### What is required
Could you quote each of these lines back word for word?

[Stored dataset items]

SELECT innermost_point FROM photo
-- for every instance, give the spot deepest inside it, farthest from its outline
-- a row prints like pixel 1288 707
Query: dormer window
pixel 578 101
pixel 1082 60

### Task result
SELECT innermost_point FROM photo
-- for every instance, give the spot deepest inside it, farthest from its outline
-- a row prints like pixel 1288 707
Query: dormer window
pixel 578 101
pixel 1082 60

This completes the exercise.